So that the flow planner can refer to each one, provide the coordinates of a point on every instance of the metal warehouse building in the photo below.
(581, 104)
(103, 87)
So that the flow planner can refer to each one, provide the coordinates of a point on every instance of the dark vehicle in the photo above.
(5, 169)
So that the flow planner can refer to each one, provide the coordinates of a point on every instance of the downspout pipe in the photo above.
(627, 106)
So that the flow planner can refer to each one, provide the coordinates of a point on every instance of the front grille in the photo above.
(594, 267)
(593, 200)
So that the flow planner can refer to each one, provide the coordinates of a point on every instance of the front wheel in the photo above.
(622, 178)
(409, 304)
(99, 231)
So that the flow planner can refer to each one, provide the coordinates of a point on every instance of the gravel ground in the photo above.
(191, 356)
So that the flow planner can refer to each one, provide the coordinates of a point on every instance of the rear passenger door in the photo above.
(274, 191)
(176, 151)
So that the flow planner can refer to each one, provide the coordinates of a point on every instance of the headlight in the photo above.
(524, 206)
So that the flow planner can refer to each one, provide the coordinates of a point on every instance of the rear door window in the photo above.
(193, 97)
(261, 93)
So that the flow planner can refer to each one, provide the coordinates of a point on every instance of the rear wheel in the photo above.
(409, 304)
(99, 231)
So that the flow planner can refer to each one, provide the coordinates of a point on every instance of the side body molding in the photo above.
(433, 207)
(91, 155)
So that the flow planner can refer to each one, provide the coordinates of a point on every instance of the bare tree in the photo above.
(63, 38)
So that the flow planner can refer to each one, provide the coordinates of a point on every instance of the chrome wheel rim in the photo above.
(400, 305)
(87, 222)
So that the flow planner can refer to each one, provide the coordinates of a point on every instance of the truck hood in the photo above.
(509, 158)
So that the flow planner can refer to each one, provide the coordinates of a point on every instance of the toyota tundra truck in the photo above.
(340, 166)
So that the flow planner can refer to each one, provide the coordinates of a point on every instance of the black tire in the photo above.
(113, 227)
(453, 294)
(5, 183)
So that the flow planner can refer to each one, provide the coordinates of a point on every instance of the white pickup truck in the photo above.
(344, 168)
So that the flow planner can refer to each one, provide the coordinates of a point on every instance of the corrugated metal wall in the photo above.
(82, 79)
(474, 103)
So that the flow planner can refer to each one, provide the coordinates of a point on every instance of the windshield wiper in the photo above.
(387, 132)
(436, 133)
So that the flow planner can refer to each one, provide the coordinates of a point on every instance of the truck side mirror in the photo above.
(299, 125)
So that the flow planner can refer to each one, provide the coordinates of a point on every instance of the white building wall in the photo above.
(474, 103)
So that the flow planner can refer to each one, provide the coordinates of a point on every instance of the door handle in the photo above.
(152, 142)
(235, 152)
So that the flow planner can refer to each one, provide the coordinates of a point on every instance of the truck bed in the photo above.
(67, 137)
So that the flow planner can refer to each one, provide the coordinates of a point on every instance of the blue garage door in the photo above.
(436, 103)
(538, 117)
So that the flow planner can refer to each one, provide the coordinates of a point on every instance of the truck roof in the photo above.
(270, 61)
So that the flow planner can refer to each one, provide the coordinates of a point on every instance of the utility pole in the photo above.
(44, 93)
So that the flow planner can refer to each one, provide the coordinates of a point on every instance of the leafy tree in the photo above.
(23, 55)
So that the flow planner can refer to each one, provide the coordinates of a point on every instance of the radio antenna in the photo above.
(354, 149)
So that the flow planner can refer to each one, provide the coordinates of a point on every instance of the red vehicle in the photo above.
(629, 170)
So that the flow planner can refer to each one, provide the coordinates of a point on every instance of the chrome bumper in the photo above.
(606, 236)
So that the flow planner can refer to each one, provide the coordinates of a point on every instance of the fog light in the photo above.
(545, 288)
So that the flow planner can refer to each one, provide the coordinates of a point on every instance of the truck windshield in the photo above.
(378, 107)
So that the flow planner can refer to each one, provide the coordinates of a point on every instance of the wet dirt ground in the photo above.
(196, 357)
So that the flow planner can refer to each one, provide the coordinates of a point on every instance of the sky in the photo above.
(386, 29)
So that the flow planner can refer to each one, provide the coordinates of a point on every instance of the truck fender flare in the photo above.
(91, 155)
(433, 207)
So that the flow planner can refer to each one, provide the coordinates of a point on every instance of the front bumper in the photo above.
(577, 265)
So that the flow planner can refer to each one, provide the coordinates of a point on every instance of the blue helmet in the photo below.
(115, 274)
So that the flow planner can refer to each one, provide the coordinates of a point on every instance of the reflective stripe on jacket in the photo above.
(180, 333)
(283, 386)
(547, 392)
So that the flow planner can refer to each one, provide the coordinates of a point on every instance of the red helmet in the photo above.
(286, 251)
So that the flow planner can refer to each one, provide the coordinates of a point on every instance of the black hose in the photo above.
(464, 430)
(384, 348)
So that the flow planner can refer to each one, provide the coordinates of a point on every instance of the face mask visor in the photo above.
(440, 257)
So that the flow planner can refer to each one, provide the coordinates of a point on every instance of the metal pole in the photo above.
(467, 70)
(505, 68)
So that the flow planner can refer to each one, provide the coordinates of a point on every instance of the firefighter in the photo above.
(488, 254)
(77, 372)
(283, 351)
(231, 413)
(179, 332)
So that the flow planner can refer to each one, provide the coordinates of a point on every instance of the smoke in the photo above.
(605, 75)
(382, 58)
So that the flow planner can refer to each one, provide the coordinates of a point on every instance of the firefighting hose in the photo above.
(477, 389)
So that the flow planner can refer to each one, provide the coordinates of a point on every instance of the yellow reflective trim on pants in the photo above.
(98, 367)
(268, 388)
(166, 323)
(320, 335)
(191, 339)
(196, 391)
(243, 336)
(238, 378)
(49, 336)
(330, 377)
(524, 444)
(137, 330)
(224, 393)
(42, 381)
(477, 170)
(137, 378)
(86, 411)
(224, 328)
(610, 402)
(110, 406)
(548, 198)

▶ **Problem**:
Your reply must be the entries above, returned word for word.

▶ **Answer to this problem**:
So that the flow planner can refer to each one, provide the coordinates of a point on every instance of the metal warehouse building in the photo below.
(581, 104)
(103, 87)
So that the flow planner can refer to each one, provide the coordinates of a point on every instance of the dark vehicle in the photo above.
(5, 169)
So that the flow planner can refer to each one, provide the coordinates of a point on every instance of the downspout pipe in the photo above.
(627, 106)
So that the flow planner can refer to each one, provide the coordinates of a point on every instance of the front grille in the photo above.
(594, 267)
(593, 200)
So that the flow planner can refer to each one, provide the coordinates of a point on every instance of the front wheel in the photo above.
(622, 178)
(409, 304)
(99, 231)
So that the flow planner can refer to each one, provide the coordinates of a point on every instance of the gravel ground in the photo above.
(191, 356)
So that the flow planner can refer to each one, provide the coordinates of a point on every instance of the rear passenger door in the photo above.
(274, 191)
(176, 151)
So that the flow planner can refer to each one, provide the coordinates of a point on every instance of the headlight in the photo above.
(524, 206)
So that the flow planner can refer to each one, provide the coordinates of a point on every instance of the rear door window in the photo above.
(193, 97)
(261, 93)
So that the flow planner can refer to each one, provide the coordinates of a point on every instance of the rear wheel in the photo above.
(409, 304)
(99, 231)
So that the flow planner can refer to each one, provide the coordinates of a point on every instance of the side body molding in the photo above.
(433, 207)
(91, 155)
So that the flow planner can refer to each one, provide the coordinates of a point on every instance of the bare tree in the photo above.
(63, 38)
So that the flow planner can refer to each one, provide the coordinates of a point on every instance of the chrome wheel rim in the photo above.
(400, 305)
(87, 222)
So that the flow planner can refer to each one, provide the coordinates of a point on every instance of the truck hood in the photo above.
(509, 158)
So that the flow planner can refer to each one, provide the coordinates of a point on every instance of the toyota tundra truck in the photo above.
(340, 166)
So that the flow planner can refer to each one, provide the coordinates of a point on every instance of the black tire in the photo above.
(113, 227)
(453, 294)
(5, 183)
So that the flow planner can refer to each one, provide the coordinates of a point on every instance of the white pickup truck in the photo above.
(344, 168)
So that the flow planner can refer to each one, provide the coordinates of a point on every instance of the corrugated metal wall in the photo above.
(82, 79)
(474, 103)
So that the flow planner can refer to each one, provide the coordinates of a point on every instance of the windshield wiper in the photo above.
(387, 132)
(436, 133)
So that the flow planner can refer to each one, provide the coordinates of a point on every instance of the truck side mirror in the photo above.
(299, 125)
So that the flow planner can refer to each one, provide the coordinates of a point on every instance of the white building wall in the photo above.
(474, 103)
So that the flow planner can refer to each one, provide the coordinates of a point on every instance of the door handle in the photo above.
(152, 142)
(235, 152)
So that the flow planner can refer to each one, provide the coordinates of a point on every instance of the truck bed in the photo above.
(67, 137)
So that the flow planner can refer to each one, provide the coordinates of a point on every instance of the blue garage door in the photo above.
(436, 103)
(538, 117)
So that the flow planner can refer to each one, provide the coordinates of a point on every instance of the truck roof in the photo above.
(270, 61)
So that the flow planner can refer to each one, provide the coordinates of a point on every instance of the utility pole in the photo above.
(44, 93)
So that the flow planner can refer to each one, provide the coordinates of a point on every instance of the leafy tree in the photo above.
(23, 55)
So that the flow planner can refer to each one, provide the coordinates of a point on every instance of the radio antenna in the photo above.
(354, 149)
So that the flow planner can refer to each one, provide the coordinates of a point on every instance of the red vehicle in the photo above.
(629, 170)
So that the flow planner can refer to each one, provide the coordinates of a point on every instance of the chrome bumper in the photo above.
(606, 236)
So that the flow planner can refer to each one, provide the coordinates of a point on every instance of the fog light in the photo above.
(545, 288)
So that the flow planner can refer to each one, provide the coordinates of a point on every instance of the truck windshield in the photo above.
(378, 107)
So that the flow planner can refer to each one, provide the coordinates of a point on every instance of the wet dirt ground in the photo above.
(196, 357)
So that the flow planner can refer to each one, provide the coordinates of a point on every instance of the sky in the photo above.
(386, 29)
So that the flow planner can refer to each one, provide the coordinates of a point on every instance of the truck fender flare in the photo above.
(91, 155)
(433, 207)
So that the flow planner can refer to each one, provide the coordinates of a point on every instance of the front bumper in the photo above.
(577, 265)
So that the flow planner can refer to each one, provide the coordinates of a point on every instance of the blue helmet in the photo below.
(115, 274)
So that the flow planner can refer to each one, provide the coordinates of a point on every instance of the reflective stripe on jacket in the photo above.
(180, 333)
(283, 386)
(547, 392)
So that the flow planner can refer to each one, provide the coordinates of a point on every instance of the red helmet in the photo above.
(286, 251)
So that the flow planner can refer to each one, provide the coordinates of a point on every instance of the black hose in the photo above.
(464, 430)
(384, 348)
So that the flow planner can refer to each one, provide the coordinates of a point on every instance of the face mask visor in the photo above.
(440, 257)
So that the flow planner can refer to each one, provide the coordinates of a point on every instance of the metal pole in the photo above.
(467, 70)
(505, 68)
So that the flow planner can refer to each one, provide the coordinates of a point on every instance of the firefighter in the photo above.
(488, 254)
(77, 372)
(283, 351)
(231, 413)
(179, 332)
So that the flow planner can refer to each one, provide the coordinates of a point on every instance of the smoke in the photo above.
(605, 75)
(382, 58)
So that the flow planner can refer to each one, provide the coordinates of a point on every instance of the firefighting hose in the photo above.
(477, 389)
So that the flow planner can refer to each one, provide the coordinates of a point on every instance of the yellow reflective trim on pants in the photo above.
(98, 367)
(268, 388)
(166, 323)
(320, 335)
(191, 339)
(196, 391)
(243, 336)
(238, 378)
(49, 336)
(330, 377)
(524, 444)
(137, 330)
(224, 393)
(42, 381)
(477, 170)
(137, 378)
(86, 411)
(224, 328)
(610, 402)
(110, 406)
(548, 198)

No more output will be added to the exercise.